As I write this, the work to "excavate" the 3D starmaze is still ongoing, but I have come far enough to be able to document, in some detail, how it works, what it looks like, and how it relates to my original visualization of the maze, the starmap. I hope that this overview will help visitors understand how this enormous virtual monastery, with its towers and courtyards and bastions and underground caverns, is actually a direct mathematical realization of the starmaze puzzle, and that moving through this model provides insights (and surprises!) that would be hard to obtain in any other way.

About Dimensions

I often describe the starmaze as a 9D structure, so the fact that I have produced a 2D map (which is really 3D) and now a 3D model (which looks nothing like the map) may seem confusing. Those who furrow their brow at the very idea of a space with more than three dimensions become exasperated when I can't even seem to decide how many dimensions this thing actually has.

The truth is that the starmaze does not "have" a particular number of dimensions. It is simply a set of 512 states combined with some rules that determine which states lead to which. A computer scientist might choose to represent those states as memory addresses. A mathematician might represent them as members of a set. An artist might represent them as points in space. Likewise, you could represent the rules as words in a computer language or numbers in an adjacency matrix or arrows in a cave painting.

Together, the states and rules comprise a system that could be represented as a state machine, a network, a permutation group, a directed graph, a highway map, a kinetic sculpture, a handheld puzzle, or even a monastery. It may seem strange that words, numbers, rotations, arrows, chutes, and ladders can be so interchangeable, but my study of the starmaze has helped me understand that a single system can be represented in many different ways.

If I am more often drawn to geometric representations it is only because I find that approach so fundamental. Algorithms and equations are just as valid - and just as beautiful in their way - but do not as easily evoke a sense of wonder in most people. An appreciation of space is something we are born with, something which comes before our words and numbers. Indeed, I think space is the deep well from which all language and mathematics are drawn.

The starmaze fits most naturally into a nine-dimensional space because the 512 states and the 2304 directed edges map perfectly to the corners and edges of a 9 dimensional hypercube. In 9-space the starmaze becomes a perfect crystal. Each corner becomes identical and equidistant from its neighbors. Each passage is perfectly straight and all are exactly the same length. Its many symmetries are laid bare.

Other spaces are possible, depending on exactly what aspects of the maze you want to represent. It would be just as valid to draw the starmaze in a space of 18 dimensions, or 512, or 2304. With 2304 dimensions you could plot every possible kind of 9D hypercube puzzle on the corners of a far vaster cube, sliding from puzzle to puzzle instead of room to room. Magnificent, but unwieldy.

(Data items)
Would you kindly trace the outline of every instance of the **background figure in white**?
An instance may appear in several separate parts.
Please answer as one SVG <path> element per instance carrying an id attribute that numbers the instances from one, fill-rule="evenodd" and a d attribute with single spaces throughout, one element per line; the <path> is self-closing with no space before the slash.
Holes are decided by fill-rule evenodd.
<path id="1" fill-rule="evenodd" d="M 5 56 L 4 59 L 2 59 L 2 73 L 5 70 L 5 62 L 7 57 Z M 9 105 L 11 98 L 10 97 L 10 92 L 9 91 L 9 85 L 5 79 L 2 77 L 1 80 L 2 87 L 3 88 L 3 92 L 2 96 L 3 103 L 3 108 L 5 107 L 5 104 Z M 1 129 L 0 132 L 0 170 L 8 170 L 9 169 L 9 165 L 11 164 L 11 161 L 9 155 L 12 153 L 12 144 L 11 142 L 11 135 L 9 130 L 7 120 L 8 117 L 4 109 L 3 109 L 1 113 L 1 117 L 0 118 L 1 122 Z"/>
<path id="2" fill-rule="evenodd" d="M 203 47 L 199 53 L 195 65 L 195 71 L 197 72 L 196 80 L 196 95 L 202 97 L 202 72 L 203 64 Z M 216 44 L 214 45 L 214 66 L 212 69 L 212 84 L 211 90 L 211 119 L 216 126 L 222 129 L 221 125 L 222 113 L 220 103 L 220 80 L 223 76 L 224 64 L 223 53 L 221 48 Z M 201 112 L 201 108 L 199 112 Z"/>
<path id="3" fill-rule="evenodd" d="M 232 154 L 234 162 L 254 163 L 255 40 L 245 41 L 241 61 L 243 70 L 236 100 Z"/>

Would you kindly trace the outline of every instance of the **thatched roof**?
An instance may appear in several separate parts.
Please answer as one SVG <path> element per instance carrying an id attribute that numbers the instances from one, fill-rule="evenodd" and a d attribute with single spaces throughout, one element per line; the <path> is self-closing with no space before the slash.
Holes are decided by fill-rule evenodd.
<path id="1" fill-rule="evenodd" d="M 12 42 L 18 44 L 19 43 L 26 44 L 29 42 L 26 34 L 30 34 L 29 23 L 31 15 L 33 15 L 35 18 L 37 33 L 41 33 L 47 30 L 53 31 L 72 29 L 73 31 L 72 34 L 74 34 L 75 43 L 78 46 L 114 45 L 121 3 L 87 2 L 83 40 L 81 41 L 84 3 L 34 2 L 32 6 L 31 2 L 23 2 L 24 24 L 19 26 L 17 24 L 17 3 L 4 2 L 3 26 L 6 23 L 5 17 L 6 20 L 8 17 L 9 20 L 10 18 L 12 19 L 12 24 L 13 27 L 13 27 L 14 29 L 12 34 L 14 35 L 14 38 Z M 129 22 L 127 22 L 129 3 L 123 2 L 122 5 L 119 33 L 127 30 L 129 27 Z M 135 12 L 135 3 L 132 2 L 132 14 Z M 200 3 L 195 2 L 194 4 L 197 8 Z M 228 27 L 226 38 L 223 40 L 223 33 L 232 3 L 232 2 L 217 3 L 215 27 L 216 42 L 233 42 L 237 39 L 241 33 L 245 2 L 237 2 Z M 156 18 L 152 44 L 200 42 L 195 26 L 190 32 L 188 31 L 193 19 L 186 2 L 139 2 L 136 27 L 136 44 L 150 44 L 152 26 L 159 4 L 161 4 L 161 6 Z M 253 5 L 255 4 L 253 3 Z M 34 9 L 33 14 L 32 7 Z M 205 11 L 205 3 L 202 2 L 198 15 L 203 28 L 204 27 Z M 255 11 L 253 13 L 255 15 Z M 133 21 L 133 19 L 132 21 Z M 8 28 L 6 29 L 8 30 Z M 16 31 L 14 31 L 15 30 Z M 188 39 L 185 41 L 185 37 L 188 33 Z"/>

Written tasks
- A) Quote the starmaze passage between "The starmaze fits" and "Magnificent, but unwieldy.", inclusive.
- B) Write what comes next in the starmaze passage, starting after its last sentence.

Responses in order
- A)
The starmaze fits most naturally into a nine-dimensional space because the 512 states and the 2304 directed edges map perfectly to the corners and edges of a 9 dimensional hypercube. In 9-space the starmaze becomes a perfect crystal. Each corner becomes identical and equidistant from its neighbors. Each passage is perfectly straight and all are exactly the same length. Its many symmetries are laid bare.

Other spaces are possible, depending on exactly what aspects of the maze you want to represent. It would be just as valid to draw the starmaze in a space of 18 dimensions, or 512, or 2304. With 2304 dimensions you could plot every possible kind of 9D hypercube puzzle on the corners of a far vaster cube, sliding from puzzle to puzzle instead of room to room. Magnificent, but unwieldy.

- B)
Fewer dimensions are equally valid, though you can no longer use a purely binary space. If you allow each dimension to hold more than two possible values, then a space of 8, or 7, or even 3 dimensions is still plenty big enough to hold a mere 512 points. But each time you reduce the number from 9, you have to bend and twist the maze's edges, just as you must do when drawing a cube on a piece of paper. You can still have the correct number of edges departing each corner, but they can no longer be mutually perpendicular.

It is precisely this process of folding simple structures into ever smaller spaces that I find so interesting. It's a metaphor for any situation in which complexity arises naturally from simplicity. The starmaze structure is exactly the same in 3 dimensions as it is in 9 - it just seems more complicated. But if you look deeply enough into the tangled passageways you can still sense the simplicity implicit in the surface patterns, just as you can sometimes hear a children's song inside the movements of a great symphony. I think the universe has this same quality. Whenever we discover a new law of physics we are catching a glimpse of something very, very simple - the cosmos in our chaos.

But there is a limit to this process of folding. Although you can draw all the corners and edges on a piece of paper, as I did with the starmap, you cannot truly represent the maze in only 2 dimensions. This is because, strictly speaking, the edges are never supposed to intersect each other. Like the map of an interstate highway overpass, intersecting lines on a piece of paper are understood to represent roads or edges that, in actual fact, pass over or under each other. The 2-D starmap is like a woven rug: flat from a distance, but actually full of woven threads or "pipes" that could not be constructed without a third dimension. Mathematicians call this kind of graph "non-planar".

From Map to Maze

The starmap and the 3D maze, then, are two different but equally valid ways of folding a 9-dimensional cube into a seemingly more elaborate 3-dimensional structure. They look so different because they are designed for two very different purposes:
  • Rooms in the Starmap are arranged to reduce the number of explicit passages in order to make a flat map that is compact and easy to comprehend.
  • Rooms in the 3D Starmaze are arranged to exploit all three dimensions in order to make a mental model that is realistic and easy to remember.
In order to understand what I changed in order to move from the starmap to the 3D maze, you first have to understand a little about how the map works.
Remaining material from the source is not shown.